:: Text shown ::
★ ★ ★

While this is not new information I thought it was very clearly explained. I would like to understand more about this phenomena.
We all know why wood expands and contracts generally. I would like to learn about why wood expands differentially, ie. what causes one board to expand more than another or one part of the same board to move more than another. We usually miter the outside corners of our cabinets because this approach doesn't telegraph wood movement so much.
The attached picture shows growth rings from various trees. If you look at it you will see some trees are perfectly symmetrical and some trees a bit more oblong. What I am curious about is how this difference in shape takes place? Presumably one side of the tree is favored or disfavored by local ecology.
The picture shows a stark contrast between old parts of the tree and new parts. Some of the trees have a greater percentage of light colored wood. I am guessing that this is because the tree grew very fast. The tree on top has more old wood than new wood. I am guessing that this tree grew very slowly.
MY QUESTION is this: What causes the irregular shape to circumference? If we looked at each straw of the fiber, would the straws on the portion on the tree with fatter new growth be larger in diameter than the straws on the small side of the tree?
Does the diameter of each intrinsic straw contribute to the differential expansion or contraction of the tree? I.e., does a bigger diameter straw have more room to expand and contract?
Or is this completely off base and all straws are the same size but there are just more of them?
A couple of more questions:
1) Am I correct in assuming that the growth rings are essentially composed of individual straws that, by capillary action, pull nutrients and moisture from the grown to top of straw?
2) Would a tree that manifests oblong shape (rather than perfectly circular) be an indication of more straws on one side of the tree or just fatter straws?
I first noticed this phenomena on an endgrain cherry butcher block table we built. The table was 5 inches thick and measured roughly 48 x 84 inches footprint.
This table developed about a half inch bow in the center. We put visqueen on one side to seal it then washed the other side with paper towels soaked in water. It wasn't a lot of water but enough so that the top uniformly glistened with moisture.
The interesting part (if you are not all asleep just yet) was that the the deflection in the table top disappeared in about a half hour. I figured what was happening was the the top part of the table absorbed more moisture and made the heretofore cylindrical fibers conical in shape. The wider diameter of cone at top essentially expanded one side of the table more than the other and caused it to straighten out.

★ ★ ★

:: Dataset section ::

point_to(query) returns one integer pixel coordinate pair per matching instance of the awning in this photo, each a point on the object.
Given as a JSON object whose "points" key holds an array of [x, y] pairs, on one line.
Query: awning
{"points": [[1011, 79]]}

★ ★ ★

:: Parts of the exercise ::
[A] Set down the passage of the wood movement post word for word, starting at "A couple of" and ending at "84 inches footprint.".
[B] Take the wood movement post further, picking up after its last sentence.

:: Task responses ::
[A]
A couple of more questions:
1) Am I correct in assuming that the growth rings are essentially composed of individual straws that, by capillary action, pull nutrients and moisture from the grown to top of straw?
2) Would a tree that manifests oblong shape (rather than perfectly circular) be an indication of more straws on one side of the tree or just fatter straws?
I first noticed this phenomena on an endgrain cherry butcher block table we built. The table was 5 inches thick and measured roughly 48 x 84 inches footprint.

[B]
I won't have the definitive answer for your questions, but I think I can clear up a few things. A lot of generalities.
There is a difference between the heartwood (dark in your photo) and the sapwood of the log, and then as it is processed into lumber. Differences in range of movement - generally sapwood is less stable, and durability - sapwood is more attractive to bugs and the smaller life forms that cause decay. Sapwood is avoided 100% in some species, and others will show hardly any visible difference and is included in the use of the board. As lumber becomes more expensive and hard to get, more sapwood is allowed. Sapwood is sometimes hard to see in White Oak, and nearly impossible to determine in Poplar. It is stark white in Padauk, contrasting strongly with the orange-red of the heartwood, so is avoided or used as a decorative element.
Across the width of a board, you can start at one edge with some sapwood/quartered grain, then quartered heartwood, transition to rift, then to flat sawn, then rift and back to quartered and sapwood. This is driven by the orientation of the growth rings to the face or edge of the board. In any one board, I think you will find the propensity for movement to be similar across its width at any two or more comparative points along the length. Microscopic differences (that do not matter to us), perhaps.
It is apparent that old growth - or high ring density - lumber has two characteristics that may enter this discussion. One, the more dense the rings, caused by slower growth, the more predictable the movement across the board. Not more or less movement, but predictable, since any one ring, or group of rings, will not cause the board to move in an unpredictable direction. With lower ring density (modern Poplar, for instance), an errant ring or three may cause the board to cup or move in an unexpected manner.
The second characteristic of old growth lumber is durability in exposure in service. High ring densities help a piece of wood last in the weather - is more rot resistant and more stable than another of the same species that is grown faster and with lower ring densities. This is why we see old growth Poplar (all heartwood) harvested from the original forest and made into cabin logs still sound after 200 years of exposure, where new Poplar lumber will sprout fungi after two seasons in exposure.
Generally, old growth trees are slow growing trees located in forests where competition for light and water is keen, so the rings are close and tight. Close ring density also yields wood that is more desirable for musical instruments since the density provides better tonal qualities than the lower ring density.
Variability in ring spacing is not a factor of the sunny side of the trunk, as I understand it, but more a factor of the tree's environment while it was growing and adding rings thru the seasons. Wide summerwood in the rings means a wet Spring and Summer - good growing conditions, just as narrow and close indicates less rain/water. This is why slices thru rings, or borings are taken, to determine local historical weather patterns. The rings have recorded it all. It is possible to see fire scars, bug invasions, storm damage and more by looking closely at the rings.
If a tree had another tree fall on it while it is growing, it may add wood thickness to one side of the log to shore itself up from the weight of its fallen neighbor. Many years later, if it is processed into lumber, the lumber in that part of the log may be reaction wood that moves as it is being sawn, long after it is made into boards and then kiln dried. Often this reaction wood can cause problems in the shop of finished products, since the reaction wood - uneven ring density - will move unpredictably.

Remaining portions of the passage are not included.